-- Start --

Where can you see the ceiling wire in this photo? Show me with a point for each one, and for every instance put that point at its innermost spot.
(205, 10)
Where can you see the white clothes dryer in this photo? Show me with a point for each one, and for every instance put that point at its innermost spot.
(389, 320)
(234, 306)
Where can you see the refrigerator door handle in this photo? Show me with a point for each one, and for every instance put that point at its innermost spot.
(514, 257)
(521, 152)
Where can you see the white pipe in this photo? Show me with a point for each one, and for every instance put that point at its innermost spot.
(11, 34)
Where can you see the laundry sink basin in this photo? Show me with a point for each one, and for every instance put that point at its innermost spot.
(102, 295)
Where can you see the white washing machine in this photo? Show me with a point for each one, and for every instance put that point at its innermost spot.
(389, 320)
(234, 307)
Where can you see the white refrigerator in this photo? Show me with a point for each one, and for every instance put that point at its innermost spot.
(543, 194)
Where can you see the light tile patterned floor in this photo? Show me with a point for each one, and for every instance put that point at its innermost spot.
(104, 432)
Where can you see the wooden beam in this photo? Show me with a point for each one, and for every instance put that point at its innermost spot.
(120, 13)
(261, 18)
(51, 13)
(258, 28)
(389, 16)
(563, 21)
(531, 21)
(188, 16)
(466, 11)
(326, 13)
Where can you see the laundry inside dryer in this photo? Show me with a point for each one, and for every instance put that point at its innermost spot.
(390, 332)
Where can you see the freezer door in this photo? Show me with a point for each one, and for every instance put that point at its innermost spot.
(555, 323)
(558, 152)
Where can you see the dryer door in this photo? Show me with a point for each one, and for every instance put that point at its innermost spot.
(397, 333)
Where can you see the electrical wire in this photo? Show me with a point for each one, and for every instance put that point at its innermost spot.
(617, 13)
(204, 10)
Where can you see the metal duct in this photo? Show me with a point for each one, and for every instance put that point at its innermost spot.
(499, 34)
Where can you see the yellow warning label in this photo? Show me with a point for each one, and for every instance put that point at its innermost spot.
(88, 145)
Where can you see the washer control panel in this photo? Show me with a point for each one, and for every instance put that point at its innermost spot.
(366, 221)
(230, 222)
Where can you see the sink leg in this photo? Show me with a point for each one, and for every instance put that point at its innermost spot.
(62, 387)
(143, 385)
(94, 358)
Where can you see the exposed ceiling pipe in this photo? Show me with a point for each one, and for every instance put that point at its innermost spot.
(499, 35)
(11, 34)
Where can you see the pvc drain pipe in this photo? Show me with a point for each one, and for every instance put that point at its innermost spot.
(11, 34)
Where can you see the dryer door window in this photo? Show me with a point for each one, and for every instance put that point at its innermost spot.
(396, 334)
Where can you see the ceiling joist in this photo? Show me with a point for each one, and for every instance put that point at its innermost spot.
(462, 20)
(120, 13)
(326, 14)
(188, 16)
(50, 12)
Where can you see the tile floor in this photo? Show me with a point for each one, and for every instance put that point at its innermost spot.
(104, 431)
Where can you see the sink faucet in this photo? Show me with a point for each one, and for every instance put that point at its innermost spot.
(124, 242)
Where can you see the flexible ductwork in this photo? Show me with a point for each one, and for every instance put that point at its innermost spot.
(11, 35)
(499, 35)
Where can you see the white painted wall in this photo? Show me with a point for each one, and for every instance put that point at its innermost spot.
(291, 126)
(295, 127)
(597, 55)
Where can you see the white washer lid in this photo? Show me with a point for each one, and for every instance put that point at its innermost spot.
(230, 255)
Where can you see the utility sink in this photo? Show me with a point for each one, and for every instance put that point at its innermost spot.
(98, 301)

-- End --

Repeat every entry word for word.

Where can you see the ceiling wire in this photo? Show me with a point for each one, and for every instance put that point at its innermost spot.
(205, 10)
Where can you see the white clothes dryer in this photo? Show me with a point for each one, and for every instance put that point at its innermost spot.
(389, 320)
(234, 306)
Where can you see the refrigerator door handle in this photo? Show me with a point for each one, and for every instance put that point at its innermost spot.
(514, 257)
(521, 152)
Where can you see the white pipe in this photo? Show me with a point for each one, and for every instance put that point at its innermost spot.
(11, 34)
Where can you see the laundry sink basin in this photo? Show me with a point for each one, and for every instance put that point at its innermost spot.
(102, 295)
Where can you see the white washing machine in this photo? Show me with a point for each one, and for every instance put that point at its innermost spot.
(389, 320)
(234, 307)
Where can you see the white refrigerator in this photo? Show me with a point for each one, and for every instance put that point at its innermost spot.
(543, 194)
Where can you see the light tile patterned floor in this photo? Show me with a point for each one, and for every instance put that point at its innermost spot.
(104, 432)
Where can you see the wooden beam in this photo? Show me with a point for each one, and for every instance put that point at its innermost spot.
(120, 13)
(261, 18)
(51, 13)
(258, 28)
(389, 16)
(563, 21)
(531, 21)
(188, 16)
(466, 11)
(326, 13)
Where can you see the laundry inside dryer in this photo? Show me with a point for each one, and for every instance put that point at its innermost spot.
(390, 332)
Where can you see the freezer door in this photo? Show me with a point for each one, and for every instance put that point at its innermost spot.
(555, 323)
(558, 152)
Where can you see the dryer door in this photo? Show me with a point for each one, and for every instance put that point at its innermost spot.
(397, 333)
Where can you see the electrical wire in this photo? Show me with a point for each one, and for every instance put that point at its innermost spot.
(617, 13)
(204, 10)
Where can you see the metal duct in this photo? Show me with a point for each one, and for every instance put that point at its innermost spot.
(499, 34)
Where can you see the yellow warning label in this photo? Show me with a point for each one, and for every instance put that point at its innermost spot.
(88, 145)
Where can you see the washer control panel in this photo? Show me with a point for each one, and for every instance put that point at its innermost spot.
(366, 221)
(230, 222)
Where can you see the sink leg in this photo? Show me with a point for each one, and for every instance put that point at its innermost spot.
(62, 387)
(143, 385)
(94, 358)
Where can you see the exposed ceiling pipe in this photo? Show me with a point for each one, and for every instance put that point at its innermost spot.
(499, 35)
(11, 34)
Where can you see the pvc drain pipe in this photo? Show me with a point for each one, and for every instance put that point at its innermost spot.
(11, 34)
Where can you see the dryer door window in this photo? Show me with a point for each one, and for every instance put that point at its innermost spot.
(396, 334)
Where can you see the ceiling joist in this photo? Show me with a point for each one, and for every instance put that point at its innermost spot.
(462, 20)
(120, 13)
(326, 14)
(188, 16)
(50, 12)
Where can you see the tile floor in this photo? Show me with a point for each one, and for every instance put that point at its innermost spot.
(104, 431)
Where can you see the sink faucet in this photo? Show me with a point for each one, and for every instance put that point at its innermost spot.
(124, 242)
Where can you see the flexible ductwork in this photo? Show me with a point for each one, and for every instance put that point at its innermost spot.
(11, 35)
(499, 35)
Where can you see the white painted wall in this photo? Show me with a point for each one, and for every instance put that point at its innermost spot.
(291, 126)
(295, 127)
(597, 55)
Where can you see the white washer lid in this photo? Show me with a point for each one, and for every instance put that point at its innermost spot.
(230, 255)
Where can you see the utility sink in this photo? Show me with a point for each one, and for every instance put that point at its innermost spot.
(98, 301)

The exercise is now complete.